- [DIRECTIVE]
Please reproduce the data below line for line, omitting the pictures from your reply.

* start *

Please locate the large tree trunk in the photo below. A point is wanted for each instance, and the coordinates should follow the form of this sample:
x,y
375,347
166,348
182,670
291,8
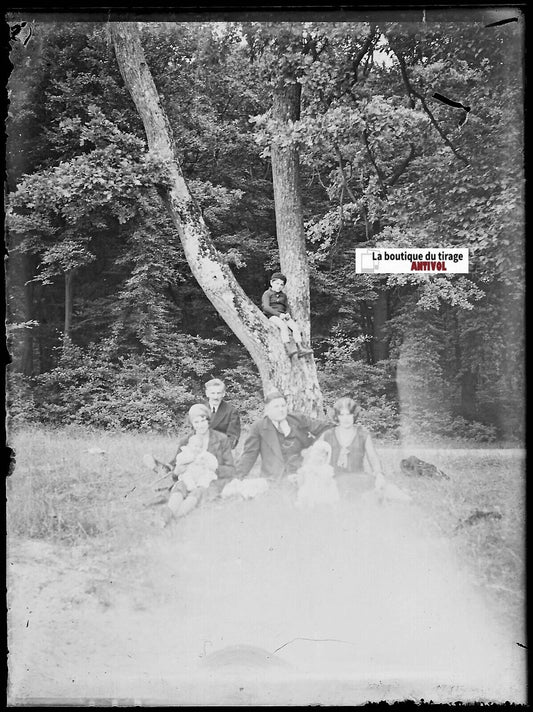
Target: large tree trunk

* end *

- [SOLVED EXERCISE]
Please locate the large tree trunk in the photo below. A point is wanted for each instance, and the coordinates should follow the form of this sample:
x,y
375,347
166,348
182,670
291,8
Target: large tree trunk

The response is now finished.